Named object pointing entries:

━━━━━━

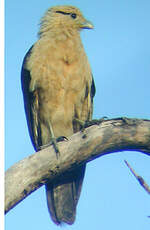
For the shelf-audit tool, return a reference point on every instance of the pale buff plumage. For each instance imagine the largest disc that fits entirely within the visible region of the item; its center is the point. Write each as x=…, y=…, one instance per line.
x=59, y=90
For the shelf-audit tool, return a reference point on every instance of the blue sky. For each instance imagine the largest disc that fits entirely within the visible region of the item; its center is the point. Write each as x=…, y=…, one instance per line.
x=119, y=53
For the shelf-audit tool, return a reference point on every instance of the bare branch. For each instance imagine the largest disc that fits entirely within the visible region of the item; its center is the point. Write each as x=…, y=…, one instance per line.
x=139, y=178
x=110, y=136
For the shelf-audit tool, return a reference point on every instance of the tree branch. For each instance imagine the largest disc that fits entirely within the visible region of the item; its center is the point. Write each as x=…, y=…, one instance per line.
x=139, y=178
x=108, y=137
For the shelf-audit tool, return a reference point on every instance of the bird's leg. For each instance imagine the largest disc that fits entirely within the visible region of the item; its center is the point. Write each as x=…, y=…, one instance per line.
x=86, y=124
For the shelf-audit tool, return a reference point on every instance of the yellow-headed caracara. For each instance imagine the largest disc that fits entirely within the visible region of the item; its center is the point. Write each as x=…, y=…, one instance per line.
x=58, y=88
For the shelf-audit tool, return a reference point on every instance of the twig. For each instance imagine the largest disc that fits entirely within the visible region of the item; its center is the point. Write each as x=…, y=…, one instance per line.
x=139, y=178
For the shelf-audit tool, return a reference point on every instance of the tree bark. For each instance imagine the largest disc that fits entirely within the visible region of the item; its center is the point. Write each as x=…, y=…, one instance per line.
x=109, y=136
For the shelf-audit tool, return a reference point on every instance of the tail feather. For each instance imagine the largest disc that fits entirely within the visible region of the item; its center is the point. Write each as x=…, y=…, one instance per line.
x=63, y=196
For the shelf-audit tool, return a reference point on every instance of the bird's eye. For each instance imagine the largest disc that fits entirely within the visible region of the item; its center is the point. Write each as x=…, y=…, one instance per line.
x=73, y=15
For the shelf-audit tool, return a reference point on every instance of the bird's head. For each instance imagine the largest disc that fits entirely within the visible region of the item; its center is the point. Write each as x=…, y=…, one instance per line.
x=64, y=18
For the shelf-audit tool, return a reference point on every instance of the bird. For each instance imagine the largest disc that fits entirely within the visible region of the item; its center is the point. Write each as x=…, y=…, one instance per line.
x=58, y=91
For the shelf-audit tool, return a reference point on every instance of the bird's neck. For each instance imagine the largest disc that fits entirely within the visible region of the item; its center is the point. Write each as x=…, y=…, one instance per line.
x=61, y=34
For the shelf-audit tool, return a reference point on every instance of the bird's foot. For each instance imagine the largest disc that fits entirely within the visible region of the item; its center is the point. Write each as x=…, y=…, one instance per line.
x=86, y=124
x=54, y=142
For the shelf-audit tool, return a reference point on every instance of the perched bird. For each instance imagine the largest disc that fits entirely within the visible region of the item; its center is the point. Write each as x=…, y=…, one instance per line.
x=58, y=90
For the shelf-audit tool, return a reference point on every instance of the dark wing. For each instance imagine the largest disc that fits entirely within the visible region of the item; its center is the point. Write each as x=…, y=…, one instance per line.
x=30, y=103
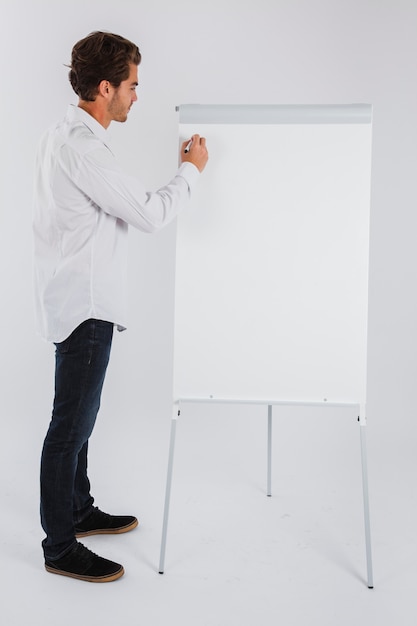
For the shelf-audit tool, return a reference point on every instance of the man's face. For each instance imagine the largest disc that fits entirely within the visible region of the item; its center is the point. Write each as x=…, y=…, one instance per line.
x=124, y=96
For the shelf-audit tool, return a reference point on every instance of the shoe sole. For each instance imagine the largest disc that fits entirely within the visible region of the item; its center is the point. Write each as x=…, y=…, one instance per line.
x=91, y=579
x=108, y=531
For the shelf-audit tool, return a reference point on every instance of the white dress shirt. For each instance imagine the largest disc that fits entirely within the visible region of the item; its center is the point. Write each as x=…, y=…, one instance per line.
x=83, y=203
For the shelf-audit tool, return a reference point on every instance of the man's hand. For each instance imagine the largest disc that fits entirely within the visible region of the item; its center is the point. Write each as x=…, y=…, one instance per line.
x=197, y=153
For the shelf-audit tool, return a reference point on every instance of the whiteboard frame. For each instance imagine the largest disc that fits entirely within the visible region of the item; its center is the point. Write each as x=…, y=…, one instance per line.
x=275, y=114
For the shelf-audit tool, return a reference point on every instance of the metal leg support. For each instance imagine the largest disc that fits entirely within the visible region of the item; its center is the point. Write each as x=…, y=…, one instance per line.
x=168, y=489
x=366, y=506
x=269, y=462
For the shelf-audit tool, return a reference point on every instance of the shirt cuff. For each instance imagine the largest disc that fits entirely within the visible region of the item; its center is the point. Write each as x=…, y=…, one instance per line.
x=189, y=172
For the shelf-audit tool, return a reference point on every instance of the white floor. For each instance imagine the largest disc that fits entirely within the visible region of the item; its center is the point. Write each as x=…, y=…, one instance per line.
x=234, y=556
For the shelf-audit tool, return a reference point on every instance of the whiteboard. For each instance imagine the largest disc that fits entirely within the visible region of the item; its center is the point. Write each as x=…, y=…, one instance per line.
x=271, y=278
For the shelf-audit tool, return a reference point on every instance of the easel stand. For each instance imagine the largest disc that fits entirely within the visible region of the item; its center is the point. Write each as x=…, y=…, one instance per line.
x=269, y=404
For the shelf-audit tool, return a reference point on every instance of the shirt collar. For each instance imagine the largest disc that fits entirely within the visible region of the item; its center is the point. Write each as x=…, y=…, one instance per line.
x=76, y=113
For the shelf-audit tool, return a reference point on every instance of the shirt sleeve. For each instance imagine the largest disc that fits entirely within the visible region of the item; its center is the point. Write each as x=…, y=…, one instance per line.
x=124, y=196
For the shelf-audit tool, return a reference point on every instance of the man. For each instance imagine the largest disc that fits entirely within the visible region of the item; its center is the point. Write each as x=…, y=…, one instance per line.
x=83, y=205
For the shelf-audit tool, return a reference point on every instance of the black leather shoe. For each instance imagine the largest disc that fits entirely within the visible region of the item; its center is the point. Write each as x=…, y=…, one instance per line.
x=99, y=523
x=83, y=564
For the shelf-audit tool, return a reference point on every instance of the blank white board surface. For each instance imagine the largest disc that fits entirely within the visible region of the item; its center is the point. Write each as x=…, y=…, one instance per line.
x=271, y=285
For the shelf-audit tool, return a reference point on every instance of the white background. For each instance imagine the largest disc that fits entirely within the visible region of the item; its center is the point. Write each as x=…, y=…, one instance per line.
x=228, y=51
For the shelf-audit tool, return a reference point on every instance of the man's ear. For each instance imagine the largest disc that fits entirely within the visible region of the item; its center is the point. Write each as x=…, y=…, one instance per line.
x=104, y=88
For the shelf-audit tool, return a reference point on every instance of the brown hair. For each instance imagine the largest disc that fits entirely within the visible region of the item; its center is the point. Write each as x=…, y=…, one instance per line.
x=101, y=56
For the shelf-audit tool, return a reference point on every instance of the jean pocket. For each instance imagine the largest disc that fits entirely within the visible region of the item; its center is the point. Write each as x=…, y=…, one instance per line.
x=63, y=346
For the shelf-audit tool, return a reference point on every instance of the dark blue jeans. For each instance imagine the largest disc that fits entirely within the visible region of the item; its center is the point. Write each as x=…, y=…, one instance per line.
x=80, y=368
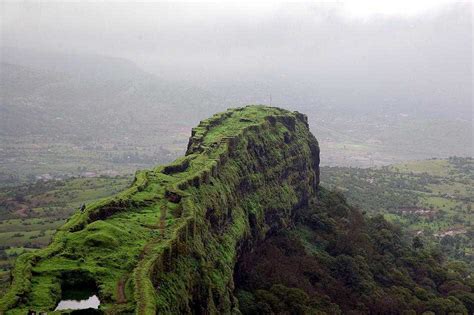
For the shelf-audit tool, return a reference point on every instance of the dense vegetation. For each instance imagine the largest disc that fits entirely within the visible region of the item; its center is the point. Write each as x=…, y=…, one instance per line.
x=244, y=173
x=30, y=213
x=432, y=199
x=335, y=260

━━━━━━

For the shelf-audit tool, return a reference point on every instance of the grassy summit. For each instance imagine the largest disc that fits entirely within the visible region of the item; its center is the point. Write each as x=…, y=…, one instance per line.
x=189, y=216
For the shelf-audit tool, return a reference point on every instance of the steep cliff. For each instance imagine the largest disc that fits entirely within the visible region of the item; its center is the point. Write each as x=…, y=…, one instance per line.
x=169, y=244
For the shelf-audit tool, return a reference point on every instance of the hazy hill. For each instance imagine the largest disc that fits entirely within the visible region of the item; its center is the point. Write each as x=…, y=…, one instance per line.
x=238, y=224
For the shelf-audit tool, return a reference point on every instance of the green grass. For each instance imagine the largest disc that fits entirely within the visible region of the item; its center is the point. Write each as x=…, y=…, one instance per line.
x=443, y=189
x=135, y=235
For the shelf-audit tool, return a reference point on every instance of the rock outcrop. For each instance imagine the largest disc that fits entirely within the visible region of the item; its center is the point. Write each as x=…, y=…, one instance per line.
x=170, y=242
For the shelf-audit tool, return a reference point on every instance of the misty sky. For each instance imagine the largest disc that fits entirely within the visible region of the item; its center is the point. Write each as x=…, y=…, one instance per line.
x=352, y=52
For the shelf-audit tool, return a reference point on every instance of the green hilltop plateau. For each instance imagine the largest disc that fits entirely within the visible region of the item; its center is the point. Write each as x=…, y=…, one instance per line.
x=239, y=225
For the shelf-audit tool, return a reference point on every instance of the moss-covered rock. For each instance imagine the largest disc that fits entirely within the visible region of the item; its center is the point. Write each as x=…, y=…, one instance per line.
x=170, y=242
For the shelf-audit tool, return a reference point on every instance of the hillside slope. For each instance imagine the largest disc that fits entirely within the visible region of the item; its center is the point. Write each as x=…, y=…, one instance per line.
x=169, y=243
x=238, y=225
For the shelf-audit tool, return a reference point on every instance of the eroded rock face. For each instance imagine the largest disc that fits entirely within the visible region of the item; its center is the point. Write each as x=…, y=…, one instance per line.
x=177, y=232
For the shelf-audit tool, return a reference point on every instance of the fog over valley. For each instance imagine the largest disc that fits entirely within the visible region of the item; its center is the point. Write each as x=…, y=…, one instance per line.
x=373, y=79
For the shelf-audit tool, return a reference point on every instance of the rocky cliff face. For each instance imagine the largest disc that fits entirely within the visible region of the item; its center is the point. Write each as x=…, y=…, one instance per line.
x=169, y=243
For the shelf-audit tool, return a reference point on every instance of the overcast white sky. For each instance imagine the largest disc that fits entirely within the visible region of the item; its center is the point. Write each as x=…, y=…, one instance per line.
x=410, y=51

━━━━━━

Short exercise: Convert the data into a JSON list of strings with one string per line and no blank lines, starting at the line that contains "of the moss-covered" and ending after the line that contains "x=177, y=232".

Exercise output:
[
  "For the shelf-audit tool, return a reference point on every instance of the moss-covered rock. For each instance imagine the largest disc that fits entirely within the visible region of the item; its center is the point. Write each as x=…, y=…, one instance per line.",
  "x=170, y=242",
  "For the shelf-audit tool, return a reference point on every instance of the hillside slope. For each instance imagine the largest disc that fits entirely within the visible region of the item; its center is the point. Write each as x=…, y=…, one instance per line.",
  "x=169, y=243",
  "x=238, y=225",
  "For the shelf-audit tool, return a reference point on every instance of the eroded rock face. For each instance imagine the largest disc that fits entirely within the visible region of the item; its center is the point. Write each as x=…, y=…, one instance per line.",
  "x=177, y=232"
]